> _Work instructions_:
#1 In the article on Covid-19 shutdowns and CO2 emissions, by how much did daily global emissions fall at the height of the crisis, according to one study?
#2 Carry on the article about Covid-19 shutdowns and falling CO2 emissions from the point where it stops.

> _Excerpted passage_:
....

No return to "full CO2 spewing"!

Submitted by AWL on 26 May, 2020 - 11:56 Author: Zack Muddle
Factory smoke

The Covid-19 pandemic has laid bare our vulnerability as humans, as societies, in the face of “the forces of nature”; our biological, molecular, physical environment. We face threats of even greater crises in the future driven by climate change, as Covid-19 was in part.

Environmental impacts of this crisis have already been dramatic. Nitrogen dioxide levels and air quality have improved the world over. People in areas of Punjab, northern India, have reportedly seen the Himalayas for the first time in decades. It is estimated that improved air quality in China from Covid-19 shutdowns will save tens of thousands of lives. Globally, an estimated seven million people die each year from the direct health impacts of air pollution.

More significantly, shutdowns have caused record falls of CO2 emissions levels. In the height of the crisis, one study estimates, daily global emissions fell by up to 17%, to levels last seen in 2006. On average, for individual countries, daily CO2 levels were down 26% in peak shutdown.

....

> _Provided data_:
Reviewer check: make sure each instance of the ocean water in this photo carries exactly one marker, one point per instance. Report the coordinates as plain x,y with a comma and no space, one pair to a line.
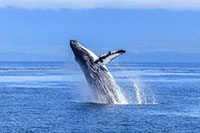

....

> _Answers to the exercise_:
#1 By up to 17%, to levels last seen in 2006.

#2
While energy use has increased in homes, this has been more than offset by much industry, aviation, and transport temporarily suspending.

Yet while emissions have dropped temporarily, atmospheric levels of greenhouse gasses continue to increase.

Until 2020, the global economy has had its foot on the accelerator, hurtling humanity ever faster into greater and still greater environmental destruction.

Momentarily pre-occupied by the viral threat, the foot has been temporarily lifted off the accelerator. We are still, currently, hurtling into these crises, albeit, for once, at a reduced rather than increased speed. And, once the driver has regained control, with a promise to jam the foot onto the accelerator again.

We need to instead force the foot onto the break, jump out of the vehicle, and even start to run in the opposite direction.

More important than the chemical and physical fallout of the Covid-19 crisis is the political impact.

The global response to this pandemic has shown the possibility of societal, state, economic intervention on a scale far beyond that recently dismissed and ridiculed as belonging to the realm of fantasy.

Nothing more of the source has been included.